━━ Records to use

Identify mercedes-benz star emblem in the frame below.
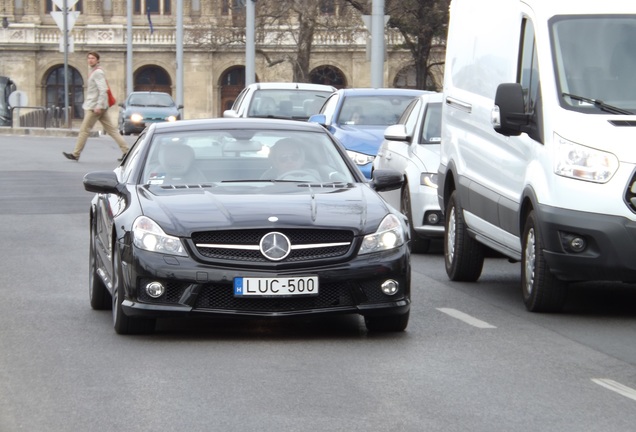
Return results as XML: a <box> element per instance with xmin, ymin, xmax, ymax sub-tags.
<box><xmin>260</xmin><ymin>232</ymin><xmax>291</xmax><ymax>261</ymax></box>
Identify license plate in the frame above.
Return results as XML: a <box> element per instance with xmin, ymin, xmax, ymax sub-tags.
<box><xmin>234</xmin><ymin>276</ymin><xmax>318</xmax><ymax>297</ymax></box>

━━━━

• Aim of the task
Write out exactly the final stretch of the records: the line containing "Identify license plate in the frame above." and every line after it, through the last, and nothing else.

• Task output
Identify license plate in the frame above.
Return results as XML: a <box> element per instance with xmin, ymin, xmax, ymax sub-tags.
<box><xmin>234</xmin><ymin>276</ymin><xmax>318</xmax><ymax>297</ymax></box>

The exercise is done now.